• _Problem statement_: Update the rows from the line with "Provide one point per instance of the croton" to the line with "Query: croton shrub with orange leaves", replacing "croton shrub" with "croton bush" and keeping everything else the same. Leave the pictures out of your answer.

• _Supplied data_:
-*-*-

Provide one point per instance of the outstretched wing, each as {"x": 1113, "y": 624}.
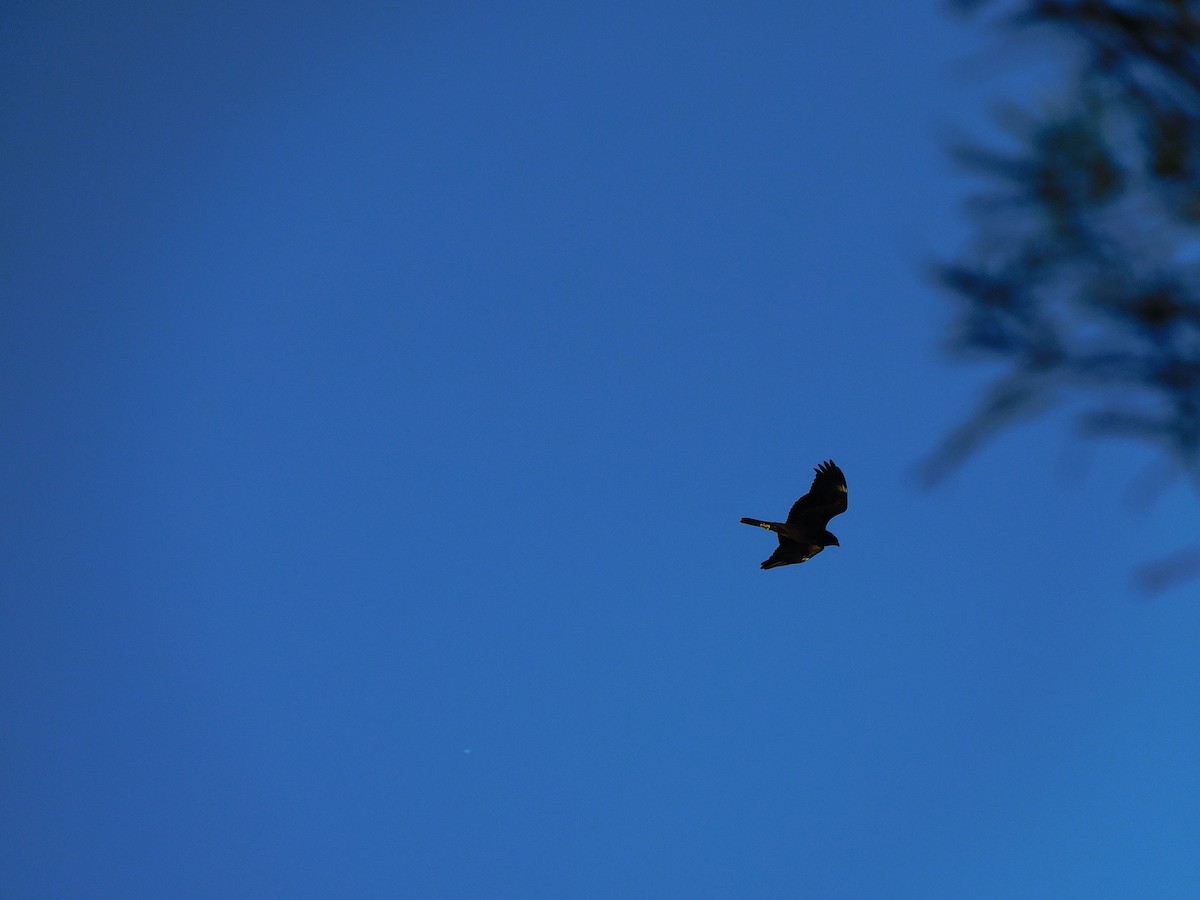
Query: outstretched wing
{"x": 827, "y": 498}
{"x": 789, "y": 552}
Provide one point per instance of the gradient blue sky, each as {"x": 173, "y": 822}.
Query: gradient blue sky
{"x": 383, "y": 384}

-*-*-

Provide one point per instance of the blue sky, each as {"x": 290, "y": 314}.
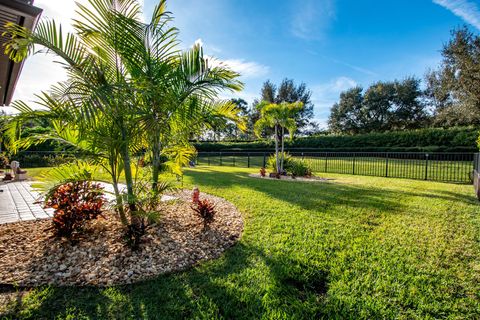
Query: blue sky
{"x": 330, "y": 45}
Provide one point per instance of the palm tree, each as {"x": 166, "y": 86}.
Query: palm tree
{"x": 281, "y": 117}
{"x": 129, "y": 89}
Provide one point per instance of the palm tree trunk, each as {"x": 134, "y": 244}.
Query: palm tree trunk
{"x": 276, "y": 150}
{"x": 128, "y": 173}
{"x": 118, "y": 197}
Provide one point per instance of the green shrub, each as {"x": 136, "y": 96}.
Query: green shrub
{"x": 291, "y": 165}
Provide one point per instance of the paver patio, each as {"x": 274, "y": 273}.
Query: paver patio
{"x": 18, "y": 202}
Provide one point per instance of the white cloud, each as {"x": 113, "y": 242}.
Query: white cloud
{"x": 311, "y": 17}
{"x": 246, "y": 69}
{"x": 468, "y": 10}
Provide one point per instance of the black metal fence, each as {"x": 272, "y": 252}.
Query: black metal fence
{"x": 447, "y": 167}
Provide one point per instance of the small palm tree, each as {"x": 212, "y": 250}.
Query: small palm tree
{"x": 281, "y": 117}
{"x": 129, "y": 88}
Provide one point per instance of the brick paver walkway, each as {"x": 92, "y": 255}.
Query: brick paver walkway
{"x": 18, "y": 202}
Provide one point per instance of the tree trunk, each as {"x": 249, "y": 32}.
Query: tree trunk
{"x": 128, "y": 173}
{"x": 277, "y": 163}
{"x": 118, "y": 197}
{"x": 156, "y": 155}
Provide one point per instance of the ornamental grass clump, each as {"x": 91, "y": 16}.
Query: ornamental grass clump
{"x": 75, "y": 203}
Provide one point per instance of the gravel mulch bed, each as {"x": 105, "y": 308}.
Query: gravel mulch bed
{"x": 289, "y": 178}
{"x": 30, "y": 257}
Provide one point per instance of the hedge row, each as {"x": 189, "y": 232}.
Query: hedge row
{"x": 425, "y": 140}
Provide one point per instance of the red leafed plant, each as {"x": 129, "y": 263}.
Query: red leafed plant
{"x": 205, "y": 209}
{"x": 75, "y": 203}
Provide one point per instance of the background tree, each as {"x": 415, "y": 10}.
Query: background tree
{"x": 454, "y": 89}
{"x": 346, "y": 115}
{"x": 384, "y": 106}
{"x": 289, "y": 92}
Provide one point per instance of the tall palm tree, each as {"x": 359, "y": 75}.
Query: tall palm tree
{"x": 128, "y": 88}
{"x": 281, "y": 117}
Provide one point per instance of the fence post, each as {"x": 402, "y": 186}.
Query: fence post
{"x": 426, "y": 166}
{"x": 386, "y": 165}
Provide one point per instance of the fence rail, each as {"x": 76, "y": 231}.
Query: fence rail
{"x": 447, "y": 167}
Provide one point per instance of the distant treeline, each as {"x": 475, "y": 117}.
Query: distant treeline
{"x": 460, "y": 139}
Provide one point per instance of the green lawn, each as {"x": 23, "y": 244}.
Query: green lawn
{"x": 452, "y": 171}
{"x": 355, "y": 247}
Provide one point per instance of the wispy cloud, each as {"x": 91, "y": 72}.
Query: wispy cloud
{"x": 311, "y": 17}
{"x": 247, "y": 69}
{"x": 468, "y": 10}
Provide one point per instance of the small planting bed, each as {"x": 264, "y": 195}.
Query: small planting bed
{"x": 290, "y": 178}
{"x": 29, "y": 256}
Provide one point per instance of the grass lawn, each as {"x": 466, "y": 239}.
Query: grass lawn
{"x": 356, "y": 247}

-*-*-

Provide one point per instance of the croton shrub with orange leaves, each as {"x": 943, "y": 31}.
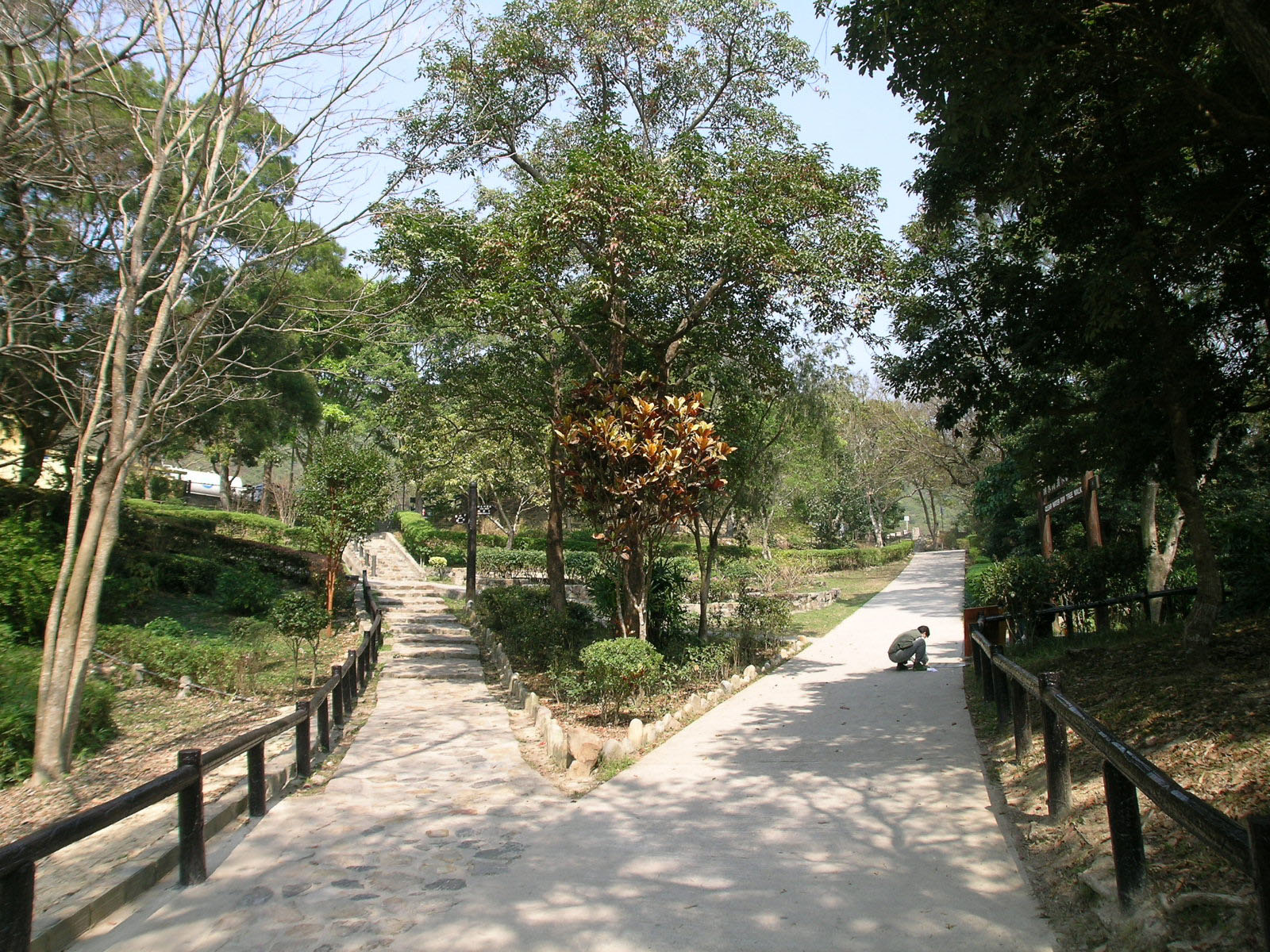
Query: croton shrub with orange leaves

-*-*-

• _Correct response_:
Provide one point per instance of the croton bush with orange leaves, each as {"x": 943, "y": 31}.
Query: croton bush with orange leaves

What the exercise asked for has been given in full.